PROBLEM TO SOLVE
The required output is the line containing "the tree branch and record the coordinates." through the final line of the material below, printed exactly, with no other lines.

INFORMATION PROVIDED
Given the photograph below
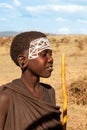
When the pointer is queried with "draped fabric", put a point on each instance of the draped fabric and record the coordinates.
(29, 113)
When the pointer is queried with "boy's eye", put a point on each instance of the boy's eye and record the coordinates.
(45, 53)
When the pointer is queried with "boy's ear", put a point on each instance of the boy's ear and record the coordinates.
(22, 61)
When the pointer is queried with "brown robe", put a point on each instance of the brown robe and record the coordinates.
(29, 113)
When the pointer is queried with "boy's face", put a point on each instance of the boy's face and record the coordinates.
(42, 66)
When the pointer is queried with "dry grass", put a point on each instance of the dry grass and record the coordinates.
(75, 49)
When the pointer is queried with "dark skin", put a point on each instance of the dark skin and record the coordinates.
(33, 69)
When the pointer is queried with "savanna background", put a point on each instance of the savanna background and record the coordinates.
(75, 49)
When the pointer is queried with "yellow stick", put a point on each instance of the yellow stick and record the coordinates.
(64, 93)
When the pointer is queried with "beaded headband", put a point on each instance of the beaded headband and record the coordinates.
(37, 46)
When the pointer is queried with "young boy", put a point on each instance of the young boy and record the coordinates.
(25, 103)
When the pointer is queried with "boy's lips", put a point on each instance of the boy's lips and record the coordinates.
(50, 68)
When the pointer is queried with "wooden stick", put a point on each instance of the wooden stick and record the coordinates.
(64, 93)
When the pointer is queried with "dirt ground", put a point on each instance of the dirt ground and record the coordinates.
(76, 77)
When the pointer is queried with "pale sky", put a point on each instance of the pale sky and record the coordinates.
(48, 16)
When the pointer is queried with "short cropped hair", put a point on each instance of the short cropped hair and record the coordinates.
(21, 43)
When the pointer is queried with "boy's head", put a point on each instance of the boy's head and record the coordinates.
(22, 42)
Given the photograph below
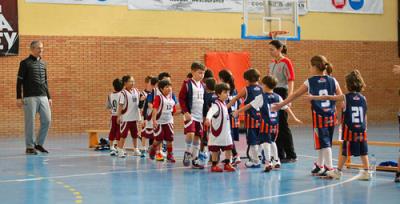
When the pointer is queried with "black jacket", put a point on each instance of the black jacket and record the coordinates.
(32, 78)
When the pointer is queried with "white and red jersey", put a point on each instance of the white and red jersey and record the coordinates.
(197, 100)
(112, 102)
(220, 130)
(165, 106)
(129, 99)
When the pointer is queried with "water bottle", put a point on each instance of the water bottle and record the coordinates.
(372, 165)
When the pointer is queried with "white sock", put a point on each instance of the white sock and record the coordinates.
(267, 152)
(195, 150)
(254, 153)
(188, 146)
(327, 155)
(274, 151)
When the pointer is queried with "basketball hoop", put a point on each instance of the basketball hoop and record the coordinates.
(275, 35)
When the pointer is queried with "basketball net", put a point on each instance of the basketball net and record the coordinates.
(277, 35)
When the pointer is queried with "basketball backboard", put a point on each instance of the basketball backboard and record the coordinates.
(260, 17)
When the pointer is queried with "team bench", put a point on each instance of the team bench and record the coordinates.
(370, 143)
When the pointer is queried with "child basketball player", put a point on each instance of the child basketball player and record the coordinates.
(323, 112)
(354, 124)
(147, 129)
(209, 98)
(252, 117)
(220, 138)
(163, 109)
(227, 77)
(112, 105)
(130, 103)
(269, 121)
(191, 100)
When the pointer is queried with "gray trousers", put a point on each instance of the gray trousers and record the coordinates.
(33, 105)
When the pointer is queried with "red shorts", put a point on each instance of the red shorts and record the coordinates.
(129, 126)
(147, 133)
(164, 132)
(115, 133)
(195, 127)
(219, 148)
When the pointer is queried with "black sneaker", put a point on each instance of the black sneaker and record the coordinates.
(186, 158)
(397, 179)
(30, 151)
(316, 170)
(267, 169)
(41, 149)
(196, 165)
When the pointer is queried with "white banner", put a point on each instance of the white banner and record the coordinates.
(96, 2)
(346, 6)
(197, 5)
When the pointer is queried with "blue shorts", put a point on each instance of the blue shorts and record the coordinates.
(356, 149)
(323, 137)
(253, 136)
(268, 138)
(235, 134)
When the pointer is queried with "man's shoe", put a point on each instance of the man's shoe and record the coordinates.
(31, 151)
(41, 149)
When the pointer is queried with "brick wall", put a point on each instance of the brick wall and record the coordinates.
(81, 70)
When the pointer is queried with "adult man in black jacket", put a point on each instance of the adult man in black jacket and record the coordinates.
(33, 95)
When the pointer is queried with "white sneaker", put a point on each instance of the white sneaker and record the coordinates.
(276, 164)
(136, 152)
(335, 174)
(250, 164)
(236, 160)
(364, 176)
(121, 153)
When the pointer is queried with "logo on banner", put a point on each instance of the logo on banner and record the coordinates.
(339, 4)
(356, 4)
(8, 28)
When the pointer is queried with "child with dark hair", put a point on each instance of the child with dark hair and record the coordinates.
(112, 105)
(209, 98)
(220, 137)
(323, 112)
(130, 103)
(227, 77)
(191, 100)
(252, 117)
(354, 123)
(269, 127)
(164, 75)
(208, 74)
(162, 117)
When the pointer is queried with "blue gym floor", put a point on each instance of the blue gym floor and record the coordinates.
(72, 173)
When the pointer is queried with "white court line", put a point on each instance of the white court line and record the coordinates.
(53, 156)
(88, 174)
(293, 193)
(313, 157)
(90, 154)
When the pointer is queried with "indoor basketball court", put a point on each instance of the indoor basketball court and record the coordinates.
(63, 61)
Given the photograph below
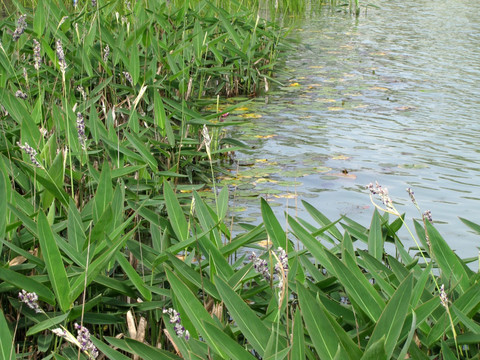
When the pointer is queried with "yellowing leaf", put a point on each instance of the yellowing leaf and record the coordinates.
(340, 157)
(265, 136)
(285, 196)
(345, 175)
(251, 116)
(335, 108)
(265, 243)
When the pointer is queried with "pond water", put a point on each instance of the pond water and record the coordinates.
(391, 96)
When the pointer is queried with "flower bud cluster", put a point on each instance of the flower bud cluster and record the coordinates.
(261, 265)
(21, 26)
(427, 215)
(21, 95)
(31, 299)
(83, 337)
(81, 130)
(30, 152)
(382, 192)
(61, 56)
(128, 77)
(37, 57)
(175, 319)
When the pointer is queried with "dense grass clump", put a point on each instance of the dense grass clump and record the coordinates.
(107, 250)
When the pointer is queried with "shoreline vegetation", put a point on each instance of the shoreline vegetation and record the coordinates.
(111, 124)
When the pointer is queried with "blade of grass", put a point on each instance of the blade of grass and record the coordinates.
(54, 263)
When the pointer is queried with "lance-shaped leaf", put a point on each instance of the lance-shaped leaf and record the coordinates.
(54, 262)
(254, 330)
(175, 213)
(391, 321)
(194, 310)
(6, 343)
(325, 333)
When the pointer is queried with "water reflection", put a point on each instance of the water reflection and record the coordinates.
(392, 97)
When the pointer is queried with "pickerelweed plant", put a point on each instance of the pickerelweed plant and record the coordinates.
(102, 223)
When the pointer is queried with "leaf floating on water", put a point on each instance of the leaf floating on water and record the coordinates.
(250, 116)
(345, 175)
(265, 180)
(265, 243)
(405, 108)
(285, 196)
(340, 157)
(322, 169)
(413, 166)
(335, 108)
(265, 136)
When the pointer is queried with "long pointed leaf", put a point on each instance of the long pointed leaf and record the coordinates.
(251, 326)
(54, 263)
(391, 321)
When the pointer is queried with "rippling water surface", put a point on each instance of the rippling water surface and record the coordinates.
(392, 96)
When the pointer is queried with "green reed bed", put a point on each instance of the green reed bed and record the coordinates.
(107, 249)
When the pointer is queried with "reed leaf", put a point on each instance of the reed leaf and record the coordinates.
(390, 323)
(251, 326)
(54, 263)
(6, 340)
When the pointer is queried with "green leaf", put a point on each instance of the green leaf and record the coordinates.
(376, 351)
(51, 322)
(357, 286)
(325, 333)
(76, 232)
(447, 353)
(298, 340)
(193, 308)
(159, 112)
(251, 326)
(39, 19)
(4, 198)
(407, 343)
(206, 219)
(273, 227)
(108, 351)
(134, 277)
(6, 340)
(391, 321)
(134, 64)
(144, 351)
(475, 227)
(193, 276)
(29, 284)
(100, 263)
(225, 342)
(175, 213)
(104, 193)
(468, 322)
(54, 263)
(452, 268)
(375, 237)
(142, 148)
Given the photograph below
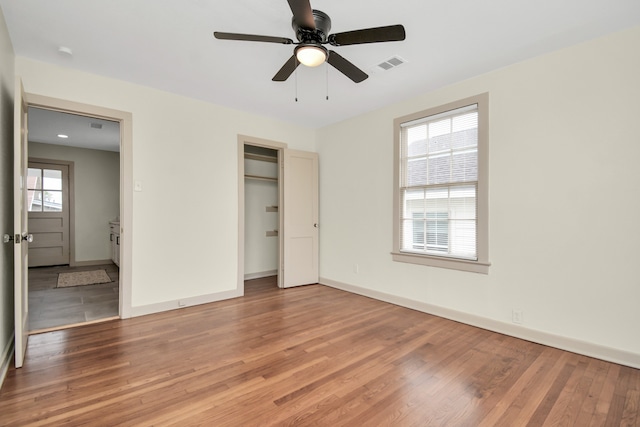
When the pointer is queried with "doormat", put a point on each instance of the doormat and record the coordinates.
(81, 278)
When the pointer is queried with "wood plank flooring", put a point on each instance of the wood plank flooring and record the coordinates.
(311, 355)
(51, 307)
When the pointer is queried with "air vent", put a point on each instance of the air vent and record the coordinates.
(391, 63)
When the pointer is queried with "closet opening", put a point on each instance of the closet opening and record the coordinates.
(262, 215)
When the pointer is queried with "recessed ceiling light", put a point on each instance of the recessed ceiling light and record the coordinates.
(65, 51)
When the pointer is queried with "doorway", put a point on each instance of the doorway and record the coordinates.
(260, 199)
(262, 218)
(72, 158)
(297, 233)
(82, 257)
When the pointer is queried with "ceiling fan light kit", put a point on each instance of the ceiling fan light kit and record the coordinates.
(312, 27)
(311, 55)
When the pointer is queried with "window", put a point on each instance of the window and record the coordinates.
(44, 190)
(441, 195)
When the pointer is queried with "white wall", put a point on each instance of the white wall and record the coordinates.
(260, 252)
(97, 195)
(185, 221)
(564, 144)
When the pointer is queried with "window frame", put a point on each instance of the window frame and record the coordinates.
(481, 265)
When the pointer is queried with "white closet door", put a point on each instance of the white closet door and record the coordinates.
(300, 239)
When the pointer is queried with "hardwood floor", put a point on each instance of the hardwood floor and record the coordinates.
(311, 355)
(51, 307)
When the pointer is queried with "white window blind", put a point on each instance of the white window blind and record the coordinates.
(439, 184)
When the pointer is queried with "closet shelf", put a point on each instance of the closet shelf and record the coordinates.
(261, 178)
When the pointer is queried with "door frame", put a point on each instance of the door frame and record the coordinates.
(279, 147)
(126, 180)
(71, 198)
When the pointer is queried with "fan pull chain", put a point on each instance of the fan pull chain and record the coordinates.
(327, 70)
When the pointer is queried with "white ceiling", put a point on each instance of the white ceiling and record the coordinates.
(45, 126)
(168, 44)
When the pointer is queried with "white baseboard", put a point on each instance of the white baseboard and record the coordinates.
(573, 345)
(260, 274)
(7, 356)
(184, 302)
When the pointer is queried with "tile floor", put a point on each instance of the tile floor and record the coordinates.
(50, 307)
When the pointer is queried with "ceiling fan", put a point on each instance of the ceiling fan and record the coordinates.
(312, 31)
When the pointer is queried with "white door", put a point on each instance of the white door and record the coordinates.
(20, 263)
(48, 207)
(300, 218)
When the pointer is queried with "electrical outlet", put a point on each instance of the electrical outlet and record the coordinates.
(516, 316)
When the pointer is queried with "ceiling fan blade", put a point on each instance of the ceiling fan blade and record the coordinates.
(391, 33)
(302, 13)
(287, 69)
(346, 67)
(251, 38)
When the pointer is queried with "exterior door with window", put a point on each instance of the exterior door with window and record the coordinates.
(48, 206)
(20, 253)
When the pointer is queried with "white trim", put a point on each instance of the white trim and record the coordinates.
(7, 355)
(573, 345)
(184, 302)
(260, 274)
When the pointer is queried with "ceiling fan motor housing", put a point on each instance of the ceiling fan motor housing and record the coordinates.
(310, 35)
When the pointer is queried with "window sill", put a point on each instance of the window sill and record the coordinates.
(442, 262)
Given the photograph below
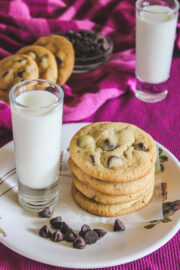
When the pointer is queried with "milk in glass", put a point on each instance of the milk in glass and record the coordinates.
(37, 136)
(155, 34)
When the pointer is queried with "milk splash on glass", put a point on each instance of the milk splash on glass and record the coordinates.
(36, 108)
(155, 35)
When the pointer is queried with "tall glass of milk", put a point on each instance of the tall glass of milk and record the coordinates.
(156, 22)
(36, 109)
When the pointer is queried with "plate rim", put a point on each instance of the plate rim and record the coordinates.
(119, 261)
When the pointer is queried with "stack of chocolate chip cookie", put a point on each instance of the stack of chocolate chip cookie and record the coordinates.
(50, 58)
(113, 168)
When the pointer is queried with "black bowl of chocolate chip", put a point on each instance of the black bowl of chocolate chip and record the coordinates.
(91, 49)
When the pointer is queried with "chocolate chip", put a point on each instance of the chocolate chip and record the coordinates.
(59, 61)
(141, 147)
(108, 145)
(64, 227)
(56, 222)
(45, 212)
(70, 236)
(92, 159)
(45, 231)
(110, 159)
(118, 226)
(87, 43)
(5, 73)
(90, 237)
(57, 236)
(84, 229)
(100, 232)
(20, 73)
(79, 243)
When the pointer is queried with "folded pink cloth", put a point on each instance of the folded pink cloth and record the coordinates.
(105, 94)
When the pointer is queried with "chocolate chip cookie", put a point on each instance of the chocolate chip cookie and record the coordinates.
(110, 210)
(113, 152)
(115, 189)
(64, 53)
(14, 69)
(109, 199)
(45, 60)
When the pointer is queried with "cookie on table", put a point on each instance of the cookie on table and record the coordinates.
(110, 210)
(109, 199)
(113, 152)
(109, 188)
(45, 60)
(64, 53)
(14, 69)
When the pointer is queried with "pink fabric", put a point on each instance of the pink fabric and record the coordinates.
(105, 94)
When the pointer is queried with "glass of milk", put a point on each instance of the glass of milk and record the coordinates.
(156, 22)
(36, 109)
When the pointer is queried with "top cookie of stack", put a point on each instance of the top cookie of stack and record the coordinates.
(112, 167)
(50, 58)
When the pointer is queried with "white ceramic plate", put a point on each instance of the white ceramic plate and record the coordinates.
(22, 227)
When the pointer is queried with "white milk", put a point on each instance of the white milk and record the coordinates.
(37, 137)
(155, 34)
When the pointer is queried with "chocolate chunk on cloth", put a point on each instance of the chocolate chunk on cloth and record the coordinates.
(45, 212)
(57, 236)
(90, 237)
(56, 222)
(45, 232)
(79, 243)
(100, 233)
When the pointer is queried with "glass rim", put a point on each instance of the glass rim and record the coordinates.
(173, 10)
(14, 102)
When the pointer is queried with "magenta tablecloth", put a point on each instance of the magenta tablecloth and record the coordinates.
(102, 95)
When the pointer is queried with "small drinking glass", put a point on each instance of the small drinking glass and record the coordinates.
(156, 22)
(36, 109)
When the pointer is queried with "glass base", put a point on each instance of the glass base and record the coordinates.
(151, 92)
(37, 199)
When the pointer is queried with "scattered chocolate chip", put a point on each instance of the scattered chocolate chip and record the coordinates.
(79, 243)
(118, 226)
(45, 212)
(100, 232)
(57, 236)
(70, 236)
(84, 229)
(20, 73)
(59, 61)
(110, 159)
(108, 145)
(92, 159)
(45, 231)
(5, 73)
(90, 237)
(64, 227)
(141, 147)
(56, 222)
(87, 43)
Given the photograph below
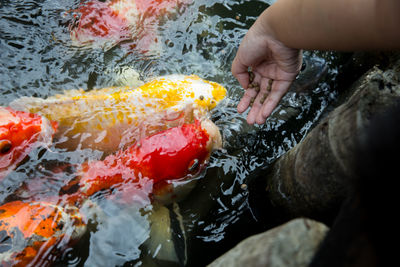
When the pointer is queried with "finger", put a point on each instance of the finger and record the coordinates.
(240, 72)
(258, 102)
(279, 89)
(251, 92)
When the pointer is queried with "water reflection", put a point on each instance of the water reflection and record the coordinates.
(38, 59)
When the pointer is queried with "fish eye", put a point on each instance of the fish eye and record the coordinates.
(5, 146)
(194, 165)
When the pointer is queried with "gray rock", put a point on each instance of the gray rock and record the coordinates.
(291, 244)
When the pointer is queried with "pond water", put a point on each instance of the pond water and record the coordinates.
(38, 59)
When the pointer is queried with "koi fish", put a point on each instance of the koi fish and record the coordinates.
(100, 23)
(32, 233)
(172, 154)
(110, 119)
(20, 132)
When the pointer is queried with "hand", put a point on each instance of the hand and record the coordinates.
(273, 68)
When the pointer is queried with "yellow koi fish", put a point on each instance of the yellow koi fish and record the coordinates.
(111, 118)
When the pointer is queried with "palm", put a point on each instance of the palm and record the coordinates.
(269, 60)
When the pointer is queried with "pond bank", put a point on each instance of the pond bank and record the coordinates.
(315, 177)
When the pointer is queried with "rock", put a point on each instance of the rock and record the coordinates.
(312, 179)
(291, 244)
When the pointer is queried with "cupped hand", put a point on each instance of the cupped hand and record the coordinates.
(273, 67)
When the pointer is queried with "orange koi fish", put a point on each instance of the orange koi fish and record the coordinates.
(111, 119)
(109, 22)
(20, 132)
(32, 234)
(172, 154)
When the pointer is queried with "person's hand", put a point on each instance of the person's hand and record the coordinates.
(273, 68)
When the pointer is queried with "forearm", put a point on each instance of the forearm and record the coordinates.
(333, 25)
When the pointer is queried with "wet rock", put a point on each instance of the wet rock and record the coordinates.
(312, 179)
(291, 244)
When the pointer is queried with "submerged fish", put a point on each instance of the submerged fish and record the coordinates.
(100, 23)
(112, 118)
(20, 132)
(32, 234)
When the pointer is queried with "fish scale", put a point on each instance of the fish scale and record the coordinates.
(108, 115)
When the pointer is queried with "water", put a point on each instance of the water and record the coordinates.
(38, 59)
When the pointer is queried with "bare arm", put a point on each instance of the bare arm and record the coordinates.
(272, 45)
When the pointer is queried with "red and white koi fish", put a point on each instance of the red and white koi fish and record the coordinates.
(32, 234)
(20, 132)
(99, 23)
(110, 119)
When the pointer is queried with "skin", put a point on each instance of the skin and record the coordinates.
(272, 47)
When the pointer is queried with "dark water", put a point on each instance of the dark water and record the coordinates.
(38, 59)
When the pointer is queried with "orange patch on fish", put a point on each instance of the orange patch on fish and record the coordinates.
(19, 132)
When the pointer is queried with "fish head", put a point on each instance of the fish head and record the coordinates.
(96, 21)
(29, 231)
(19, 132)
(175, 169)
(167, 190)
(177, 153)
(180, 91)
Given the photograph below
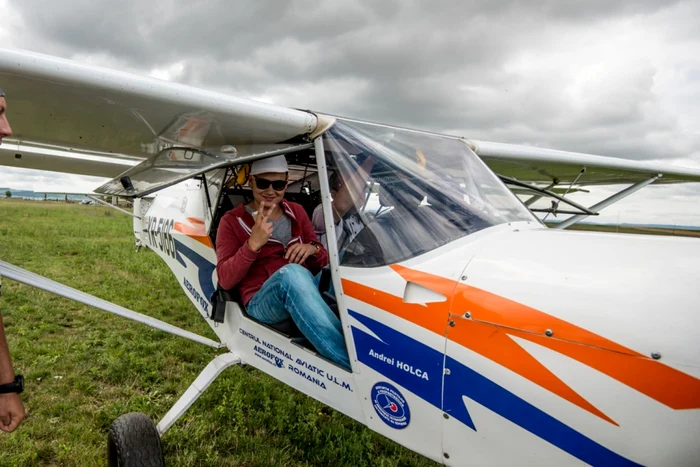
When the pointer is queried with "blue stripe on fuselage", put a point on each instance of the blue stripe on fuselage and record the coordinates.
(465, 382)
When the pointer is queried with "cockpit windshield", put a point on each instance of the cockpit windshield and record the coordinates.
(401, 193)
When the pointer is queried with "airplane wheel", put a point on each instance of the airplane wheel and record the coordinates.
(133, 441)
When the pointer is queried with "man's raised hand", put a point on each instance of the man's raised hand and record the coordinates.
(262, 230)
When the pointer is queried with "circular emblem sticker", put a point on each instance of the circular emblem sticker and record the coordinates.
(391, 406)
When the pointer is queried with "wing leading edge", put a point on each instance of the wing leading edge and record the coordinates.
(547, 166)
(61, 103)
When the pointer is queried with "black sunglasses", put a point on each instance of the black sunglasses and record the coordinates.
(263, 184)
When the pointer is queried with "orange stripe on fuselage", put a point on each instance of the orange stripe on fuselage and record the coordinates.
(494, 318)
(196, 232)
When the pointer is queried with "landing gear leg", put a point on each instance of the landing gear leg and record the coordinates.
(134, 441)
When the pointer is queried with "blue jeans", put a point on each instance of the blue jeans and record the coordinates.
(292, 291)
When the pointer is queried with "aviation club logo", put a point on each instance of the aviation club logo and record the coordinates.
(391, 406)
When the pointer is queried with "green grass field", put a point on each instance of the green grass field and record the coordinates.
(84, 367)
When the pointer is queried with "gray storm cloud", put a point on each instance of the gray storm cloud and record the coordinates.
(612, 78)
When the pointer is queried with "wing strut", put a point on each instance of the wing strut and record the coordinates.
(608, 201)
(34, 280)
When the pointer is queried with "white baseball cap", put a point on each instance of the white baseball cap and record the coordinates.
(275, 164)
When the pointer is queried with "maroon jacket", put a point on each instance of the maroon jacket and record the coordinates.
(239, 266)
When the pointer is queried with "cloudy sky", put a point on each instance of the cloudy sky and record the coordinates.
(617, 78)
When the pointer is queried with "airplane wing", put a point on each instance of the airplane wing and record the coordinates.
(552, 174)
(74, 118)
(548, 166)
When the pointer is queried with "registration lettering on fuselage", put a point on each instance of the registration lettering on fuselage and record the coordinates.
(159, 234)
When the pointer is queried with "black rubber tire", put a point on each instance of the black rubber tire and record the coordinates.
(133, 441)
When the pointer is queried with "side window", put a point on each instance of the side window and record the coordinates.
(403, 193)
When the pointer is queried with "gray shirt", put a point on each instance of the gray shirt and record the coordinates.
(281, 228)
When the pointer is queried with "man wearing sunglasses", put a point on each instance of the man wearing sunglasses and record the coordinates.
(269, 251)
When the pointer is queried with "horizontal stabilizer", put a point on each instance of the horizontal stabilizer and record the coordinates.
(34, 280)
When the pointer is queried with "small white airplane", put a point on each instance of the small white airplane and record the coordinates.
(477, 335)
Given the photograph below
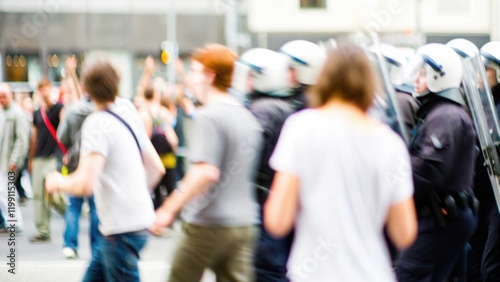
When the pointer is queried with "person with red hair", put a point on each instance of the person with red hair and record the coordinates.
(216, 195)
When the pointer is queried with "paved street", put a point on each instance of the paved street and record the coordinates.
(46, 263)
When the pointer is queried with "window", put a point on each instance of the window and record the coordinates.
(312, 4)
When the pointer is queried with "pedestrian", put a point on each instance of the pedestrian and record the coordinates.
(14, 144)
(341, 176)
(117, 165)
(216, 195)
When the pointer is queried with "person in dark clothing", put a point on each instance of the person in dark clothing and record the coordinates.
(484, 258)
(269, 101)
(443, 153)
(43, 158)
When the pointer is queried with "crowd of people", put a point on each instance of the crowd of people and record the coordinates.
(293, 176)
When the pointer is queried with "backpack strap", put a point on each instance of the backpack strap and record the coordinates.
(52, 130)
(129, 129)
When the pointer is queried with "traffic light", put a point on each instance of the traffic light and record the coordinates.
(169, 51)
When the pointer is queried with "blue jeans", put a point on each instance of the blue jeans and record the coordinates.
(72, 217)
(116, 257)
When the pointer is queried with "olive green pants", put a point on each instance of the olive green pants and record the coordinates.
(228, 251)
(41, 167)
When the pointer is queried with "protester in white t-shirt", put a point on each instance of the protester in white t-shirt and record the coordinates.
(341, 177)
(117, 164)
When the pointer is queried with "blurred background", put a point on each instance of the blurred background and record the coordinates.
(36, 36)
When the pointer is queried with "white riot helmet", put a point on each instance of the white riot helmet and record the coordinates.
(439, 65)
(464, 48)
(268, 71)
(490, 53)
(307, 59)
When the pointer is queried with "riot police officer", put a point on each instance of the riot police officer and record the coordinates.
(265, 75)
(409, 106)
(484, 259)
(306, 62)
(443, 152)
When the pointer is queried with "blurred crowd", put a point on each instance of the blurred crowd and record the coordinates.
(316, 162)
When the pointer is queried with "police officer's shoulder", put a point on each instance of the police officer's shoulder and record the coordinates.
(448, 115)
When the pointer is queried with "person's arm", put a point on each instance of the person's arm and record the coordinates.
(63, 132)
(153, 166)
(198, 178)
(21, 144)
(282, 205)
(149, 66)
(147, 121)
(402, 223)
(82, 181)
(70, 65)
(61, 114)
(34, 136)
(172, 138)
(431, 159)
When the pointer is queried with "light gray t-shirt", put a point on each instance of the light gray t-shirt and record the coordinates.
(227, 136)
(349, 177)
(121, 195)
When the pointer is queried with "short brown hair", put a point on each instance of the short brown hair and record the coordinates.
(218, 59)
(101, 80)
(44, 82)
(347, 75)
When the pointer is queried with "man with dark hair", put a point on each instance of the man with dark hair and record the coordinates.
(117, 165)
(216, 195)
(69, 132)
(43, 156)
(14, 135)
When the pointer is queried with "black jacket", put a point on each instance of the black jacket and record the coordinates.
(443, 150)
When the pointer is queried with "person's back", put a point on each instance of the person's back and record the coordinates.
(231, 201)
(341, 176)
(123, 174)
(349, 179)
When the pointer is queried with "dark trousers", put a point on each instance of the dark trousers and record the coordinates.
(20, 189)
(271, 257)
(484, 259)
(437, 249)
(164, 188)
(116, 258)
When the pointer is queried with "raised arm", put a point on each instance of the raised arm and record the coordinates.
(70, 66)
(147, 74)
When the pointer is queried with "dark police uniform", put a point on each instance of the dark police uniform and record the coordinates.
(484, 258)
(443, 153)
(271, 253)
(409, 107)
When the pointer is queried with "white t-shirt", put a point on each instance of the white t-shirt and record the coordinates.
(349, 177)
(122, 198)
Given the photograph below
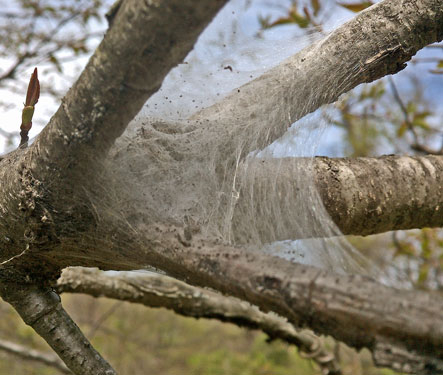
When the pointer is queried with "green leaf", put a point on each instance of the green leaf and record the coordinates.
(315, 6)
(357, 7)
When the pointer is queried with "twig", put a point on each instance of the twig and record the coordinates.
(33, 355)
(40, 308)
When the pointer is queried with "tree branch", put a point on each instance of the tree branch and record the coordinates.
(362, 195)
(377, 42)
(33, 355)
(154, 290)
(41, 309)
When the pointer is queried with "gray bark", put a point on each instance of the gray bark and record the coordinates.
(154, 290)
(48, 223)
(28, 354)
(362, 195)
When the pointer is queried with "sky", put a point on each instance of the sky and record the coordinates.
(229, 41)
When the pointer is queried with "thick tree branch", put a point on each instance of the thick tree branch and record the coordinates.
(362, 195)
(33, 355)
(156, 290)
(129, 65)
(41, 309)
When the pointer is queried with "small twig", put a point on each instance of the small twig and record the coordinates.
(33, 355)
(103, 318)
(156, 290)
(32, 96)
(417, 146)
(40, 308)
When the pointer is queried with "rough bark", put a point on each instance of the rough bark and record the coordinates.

TASK RESPONSE
When the pointer is queried with "tree branch", put a point on each instance of the tree branch and record the coordinates.
(362, 195)
(377, 42)
(33, 355)
(154, 290)
(41, 309)
When the pointer is queried with "gray bark", put a point on each instance of the gray bark and record the coordinates.
(154, 290)
(48, 223)
(28, 354)
(362, 195)
When the pointer is queried with "sky", put a point on each instance of the sky and record the coordinates.
(229, 41)
When the pointer is queried with "thick tree branch", put a point on each instance of the thick tree branch and record the coordinates.
(362, 195)
(33, 355)
(156, 290)
(129, 65)
(41, 309)
When the pointer is queried with "small twig", put a point on each instance of the small twig and record the coordinates.
(33, 355)
(103, 318)
(156, 290)
(32, 96)
(417, 146)
(40, 308)
When the pointer is queried with "rough bark", put a point on each instance of the rough bark and record the coordinates.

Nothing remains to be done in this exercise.